According to the results text, how was the violation of the sphericity assumption compensated for?

■ **Text section**
________________

One-sample Kolmogorov-Smirnov tests indicated that the assumption of normally distributed error components was met. Only the variable colour intensity showed a minor violation of the assumption (KS-Z = 1.507, p = .021) in the VE group under the optical condition, but this was deemed tolerable in view of the robustness of the mixed ANOVA. For the audiovisual variables, however, Mauchly′s sphericity test indicated a significant violation of the sphericity assumption in the 3 x 2 analyses, which was compensated for by correcting the degrees of freedom using Greenhouse-Geisser estimates of sphericity. The effect size was reported as both partial eta squared (ηp²) and classical eta squared (η²). To classify effect sizes as small (s), medium (m) or large (l), Cohen′s f was calculated [ Coh88, p. 281 ] from classical eta squared [ Lak13, p. 7 ]. In the case of the t-test Cohen′s d was reported and classified [ Coh88, pp. 20, 25-26 ].

3. Results

3.1. Auditory features

The auditory features lows, highs, and transparency showed no significant effects of the factors environment or domain (see exemplary Figure 5 for lows). At level OA, loudness was rated slightly but significantly higher than at level A (Figure 6), F(1,118) = 5.443, p = .021, ηp² = .044, η² = .014 (s). There was, however, no significant effect of environment.

Figure 5. Means and CIs of lows

Means and CIs of lows

Figure 6. Means and CIs of loudness

Means and CIs of loudness

Figure 7. Means and CIs of reverberance

Means and CIs of reverberance

Figure 8. Means and CIs of envelopment

Means and CIs of envelopment

In contrast, reverberance was rated higher in the VE (Figure 7), F(1,118) = 6.485, p = .012, ηp² = .052, η² = .041 (m). This held true for envelopment as well, F(1,118) = 12.764, p = .001, ηp² = .098, η² = .074 (m); additionally, envelopment was slightly influenced by the factor domain (Figure 8), F(1,118) = 7.213, p = .008, ηp² = .058, η² = .014 (s).

3.2. Visual features

Three of the five visual features (source brightness, contrast, colour intensity) were not influenced by any of the experimental factors (see exemplary Figure 9 for contrast).

The factor domain did show an effect on hue, F(1,118) = 7.403, p = .007, ηp² = .059, η² = .011 (s): the feature was rated as slightly less yellowish under the optoacoustic condition (M = -.79, SD = .71) than under the optical (M = -.94, SD = .68). However, environment showed no effect on hue.

________________

■ **Dataset rows**

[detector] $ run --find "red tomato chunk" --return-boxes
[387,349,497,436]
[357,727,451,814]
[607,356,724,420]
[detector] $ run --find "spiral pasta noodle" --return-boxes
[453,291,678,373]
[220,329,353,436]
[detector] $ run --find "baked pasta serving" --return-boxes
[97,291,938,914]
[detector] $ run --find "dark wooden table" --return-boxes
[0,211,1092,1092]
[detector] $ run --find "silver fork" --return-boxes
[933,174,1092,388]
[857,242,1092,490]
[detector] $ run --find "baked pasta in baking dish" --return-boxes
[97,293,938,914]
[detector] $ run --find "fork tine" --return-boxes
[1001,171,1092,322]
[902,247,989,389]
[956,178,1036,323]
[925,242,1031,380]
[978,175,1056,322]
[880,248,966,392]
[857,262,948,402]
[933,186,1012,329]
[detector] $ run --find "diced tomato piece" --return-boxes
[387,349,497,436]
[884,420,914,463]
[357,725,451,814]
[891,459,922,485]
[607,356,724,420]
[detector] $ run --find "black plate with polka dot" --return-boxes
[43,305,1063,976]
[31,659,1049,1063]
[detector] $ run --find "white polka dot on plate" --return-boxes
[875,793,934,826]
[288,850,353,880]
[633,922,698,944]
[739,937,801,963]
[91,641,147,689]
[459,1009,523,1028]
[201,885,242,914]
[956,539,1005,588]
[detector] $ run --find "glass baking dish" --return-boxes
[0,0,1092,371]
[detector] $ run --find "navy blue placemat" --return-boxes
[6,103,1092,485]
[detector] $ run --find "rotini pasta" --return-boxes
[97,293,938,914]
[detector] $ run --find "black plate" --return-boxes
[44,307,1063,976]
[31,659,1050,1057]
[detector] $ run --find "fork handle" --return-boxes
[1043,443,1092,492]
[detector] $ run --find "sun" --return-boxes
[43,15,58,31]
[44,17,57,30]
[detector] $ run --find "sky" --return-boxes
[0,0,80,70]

________________

■ **Reply**
The degrees of freedom were corrected using Greenhouse-Geisser estimates of sphericity.